start EXTRACT
When believers lose their shrines, it seems as though God has turned away from them. Saint John Chrysostom, who wrote epistles while in exile, saw it differently.

We begin this conversation at a time when, once again, churches in Ukraine are being seized and sealed off somewhere, and some of our acquaintances, bewildered, ask: Where is God when such lawlessness is taking place? It is difficult to answer this immediately; we do not possess enough spiritual discernment. It would be better first to listen to a holy man who was twice driven out of the Byzantine capital and who wrote about this openly, without unnecessary sentimentality.

In 404 AD, John Chrysostom, Archbishop of Constantinople, had just been condemned by an unjust council and driven out of the imperial capital. Left behind him were house arrest, separation from his flock, and accusations fabricated by his enemies. In April, an imperial decree was issued ordering the archbishop’s second exile – allegedly for unlawfully reclaiming his see after the council’s sentence had been pronounced – and in June of the same year he was sent to the Armenian city of Cucusus.

This small town lay at the very edge of the known world of that time, where there were no theological libraries or cathedral ambo, and the harsh mountain climate with its sharp temperature fluctuations became a constant trial for the saint. Ahead of him lay yet another exile to Pityus, to which he would be sent three years later and which he would never reach alive.

We sit before the Ecumenical Teacher to ask him directly: why did God allow this to happen? Why did He not protect His house, His flock, His bishop?

"What do you call the house of God?"

– Your Eminence, here is a question that people often ask us today. Monasteries and churches are being closed. Communities are being dispersed. A believing person at such a moment feels abandoned. If God is almighty, why does He allow such things to be done to His house?

Saint John answers with a question of his own:

– Let me ask you as well, my brother, what do you call the house of God? The vaults of a church? The dome beneath which it is comfortable to pray? Or the people who within those walls become not merely participants in divine worship, but the living Body of Christ? When I was taken away from Constantinople, I saw my flock weeping in the streets, women clinging to the hems of my garments. But I already knew then: I was not being taken away from the Church. The Church remains wherever faith in Christ is preserved.
end EXTRACT
start EXTRACTED DATA
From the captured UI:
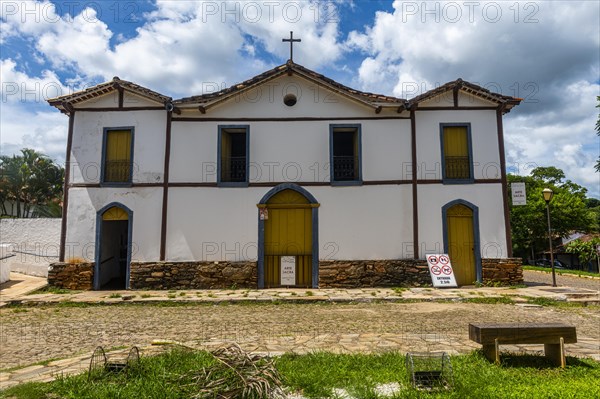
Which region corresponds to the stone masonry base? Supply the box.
[48,258,523,290]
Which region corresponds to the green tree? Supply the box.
[0,148,64,217]
[565,237,600,272]
[508,167,595,259]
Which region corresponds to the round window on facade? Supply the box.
[283,94,298,107]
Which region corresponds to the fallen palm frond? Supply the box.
[185,343,285,399]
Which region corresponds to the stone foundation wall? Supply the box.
[319,259,431,288]
[129,262,258,290]
[481,258,523,285]
[48,262,94,290]
[48,258,523,290]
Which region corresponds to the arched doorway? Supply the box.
[94,204,133,290]
[443,200,481,285]
[258,184,319,288]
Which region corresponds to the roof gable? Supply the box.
[409,78,522,113]
[174,61,406,112]
[48,76,172,113]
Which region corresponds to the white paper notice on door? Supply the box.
[281,256,296,285]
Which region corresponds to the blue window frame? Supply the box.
[100,126,134,186]
[217,125,250,187]
[329,124,362,186]
[440,123,475,184]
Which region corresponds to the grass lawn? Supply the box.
[523,265,600,277]
[0,350,600,399]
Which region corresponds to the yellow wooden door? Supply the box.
[446,205,477,285]
[264,190,312,288]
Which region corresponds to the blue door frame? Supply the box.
[94,202,133,290]
[257,183,319,288]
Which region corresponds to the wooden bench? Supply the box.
[469,323,577,367]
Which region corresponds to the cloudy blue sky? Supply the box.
[0,0,600,197]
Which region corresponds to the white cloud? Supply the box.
[346,0,600,196]
[2,1,342,97]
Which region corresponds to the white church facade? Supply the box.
[49,61,522,289]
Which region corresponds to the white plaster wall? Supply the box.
[0,218,61,277]
[418,183,508,258]
[310,185,413,260]
[71,111,166,183]
[415,110,501,180]
[166,185,412,261]
[169,121,218,183]
[166,187,258,261]
[65,187,163,262]
[169,120,411,183]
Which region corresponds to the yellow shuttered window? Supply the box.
[443,126,472,179]
[104,130,131,183]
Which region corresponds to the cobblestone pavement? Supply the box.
[0,272,600,389]
[523,270,600,291]
[0,302,600,388]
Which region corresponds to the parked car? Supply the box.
[535,259,568,269]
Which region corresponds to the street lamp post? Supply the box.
[542,188,556,287]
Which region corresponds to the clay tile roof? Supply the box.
[174,61,406,105]
[409,78,523,111]
[48,76,171,109]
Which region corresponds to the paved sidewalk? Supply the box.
[0,274,600,389]
[0,273,600,307]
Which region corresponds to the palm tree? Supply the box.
[0,148,64,217]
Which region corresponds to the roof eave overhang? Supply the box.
[174,66,404,113]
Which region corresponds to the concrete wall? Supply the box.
[0,219,61,277]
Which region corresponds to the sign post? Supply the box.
[510,182,527,205]
[281,256,296,285]
[427,254,458,288]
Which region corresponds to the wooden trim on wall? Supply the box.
[173,115,410,122]
[496,105,513,258]
[76,107,165,112]
[417,106,498,111]
[362,180,412,186]
[69,179,502,188]
[58,111,75,262]
[160,111,173,261]
[410,108,419,259]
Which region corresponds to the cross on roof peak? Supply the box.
[281,31,302,61]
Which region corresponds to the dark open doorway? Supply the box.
[94,206,130,290]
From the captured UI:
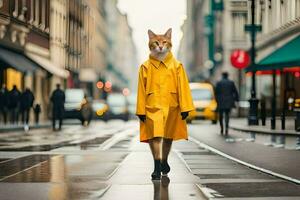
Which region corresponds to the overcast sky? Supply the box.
[118,0,186,63]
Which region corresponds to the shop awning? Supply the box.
[26,53,69,78]
[0,47,39,73]
[246,35,300,71]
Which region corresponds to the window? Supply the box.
[232,12,247,40]
[295,0,300,17]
end EXTRACTED DATA
# SHORT EXERCISE 1
Copy the article on John Chrysostom from "This small town" to "to His house?".
# SHORT EXERCISE 2
According to the article on John Chrysostom, where was he sent in June of 404 AD?
# SHORT EXERCISE 3
List every place the article on John Chrysostom mentions by a proper name.

# TASK ANSWER 1
This small town lay at the very edge of the known world of that time, where there were no theological libraries or cathedral ambo, and the harsh mountain climate with its sharp temperature fluctuations became a constant trial for the saint. Ahead of him lay yet another exile to Pityus, to which he would be sent three years later and which he would never reach alive.

We sit before the Ecumenical Teacher to ask him directly: why did God allow this to happen? Why did He not protect His house, His flock, His bishop?

"What do you call the house of God?"

– Your Eminence, here is a question that people often ask us today. Monasteries and churches are being closed. Communities are being dispersed. A believing person at such a moment feels abandoned. If God is almighty, why does He allow such things to be done to His house?

# TASK ANSWER 2
He was sent to the Armenian city of Cucusus.

# TASK ANSWER 3
Ukraine, Constantinople, Cucusus, Pityus